**TASK INSTRUCTIONS:** According to the walrus operator essay, what are assignment expressions called in CPython?

**EXTRACT:**
%%
The Weird Walrus


Python in version 3.8 introduced Assignment Expressions which can be used with the help of the Walrus Operator :=. This expression does assign and return in the same expression helping in writing a concise code.

Say you are building your own shell in Python. It takes commands and input from the prompt, executes it on your shell, and renders the output. The shell should stop the execution as soon as it receives the exit command. This seemingly complicated problem can be built using just 4 lines of Python code.

command = input(">>> ")
while command != "exit":
    os.system(command)
    command = input(">>> ")

Although the above code runs perfectly fine, we can see that the input is taken twice, once outside the loop and once within the loop. This kind of use case is very common in Python.

Walrus Operator fits perfectly here; now instead of initializing command with input outside and then checking if command != 'exit', we can merge the two logic in one expression. The 4 lines of code above can be rewritten into the most intuitive 2 lines

while (command := input(">>> ")) != "exit":
    os.system(command)

What's weird with the Walrus operator?

Now that we have established how useful the Walrus Operator could be for us, let's dive into the weird stuff. Since the Walrus operator has functioning similar to an assignment operator =, we would expect the following code to work fine, but it actually gives an error, not just any but a SyntaxError.

>>> a := 10
  File "<stdin>", line 1
    a := 10
      ^
SyntaxError: invalid syntax

If you thought, that was weird wait till we wrap the exact same statement with parenthesis and execute it.

>>> (a := 10)
10

What! it worked! How? What happened here? Just by wrapping the statement by parenthesis made an invalid Syntax valid? Isn't it weird? This behavior is pointed out in a Github repository called wtf-python. The theoretical explanation for this behavior is simple; Python disallows non-parenthesized Assignment Expressions but it allows non-parenthesized assignment statements.

In this essay, we dig deep into CPython and find out hows and the whys.

The hows and the whys

Few points to note:

  • The Walrus Operator or Assignment Expressions are called Named Expressions in CPython.
  • The branch of the CPython we are referring to here is for version 3.8

The Grammar

If a := 10 is giving us a Syntax Error then it must be linked to the Grammar specification of the language. The grammar of Python can be found in the file Grammar/Grammar. So if we grep namedexpr in the Grammar file we get the following rules

namedexpr_test: test [':=' test]

atom: ('(' [yield_expr|testlist_comp] ')' |
       '[' [testlist_comp] ']' |
       '{' [dictorsetmaker] '}' |
       NAME | NUMBER | STRING+ | '...' | 'None' | 'True' | 'False')

testlist_comp: (namedexpr_test|star_expr) ( comp_for | (',' (namedexpr_test|star_expr))* [','] )
%%
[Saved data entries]
%%
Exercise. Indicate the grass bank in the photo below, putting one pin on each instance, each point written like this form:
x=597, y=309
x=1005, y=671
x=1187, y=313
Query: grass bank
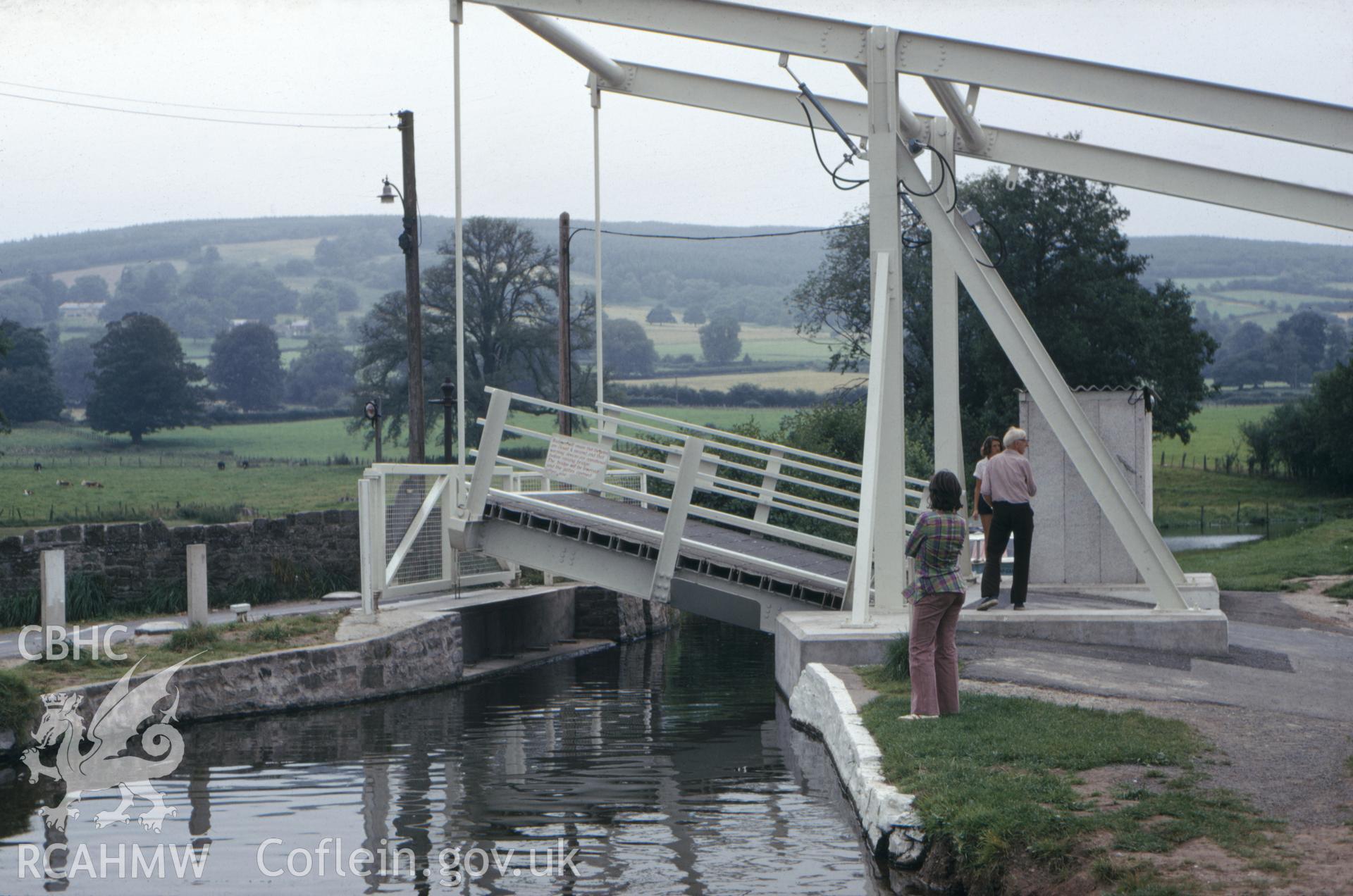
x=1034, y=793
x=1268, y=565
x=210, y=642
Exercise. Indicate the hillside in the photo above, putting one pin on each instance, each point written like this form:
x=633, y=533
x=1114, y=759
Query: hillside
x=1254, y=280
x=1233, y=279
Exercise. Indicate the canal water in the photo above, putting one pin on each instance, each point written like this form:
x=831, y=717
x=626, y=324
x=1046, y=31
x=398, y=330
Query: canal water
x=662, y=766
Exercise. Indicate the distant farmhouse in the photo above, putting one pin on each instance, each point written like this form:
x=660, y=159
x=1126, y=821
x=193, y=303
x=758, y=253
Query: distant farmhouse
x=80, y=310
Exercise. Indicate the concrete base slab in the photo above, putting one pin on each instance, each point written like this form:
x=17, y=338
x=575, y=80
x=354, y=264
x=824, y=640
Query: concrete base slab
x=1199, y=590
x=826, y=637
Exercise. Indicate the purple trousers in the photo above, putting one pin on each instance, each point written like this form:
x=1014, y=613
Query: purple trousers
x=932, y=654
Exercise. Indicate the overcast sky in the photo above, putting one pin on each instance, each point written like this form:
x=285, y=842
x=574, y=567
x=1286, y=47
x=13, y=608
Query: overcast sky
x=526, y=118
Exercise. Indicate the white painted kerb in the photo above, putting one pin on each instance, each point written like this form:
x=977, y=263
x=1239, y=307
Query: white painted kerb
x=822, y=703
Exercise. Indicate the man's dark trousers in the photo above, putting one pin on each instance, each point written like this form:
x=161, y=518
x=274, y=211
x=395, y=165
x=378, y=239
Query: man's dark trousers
%%
**ANSWER TO THE TASK:** Named Expressions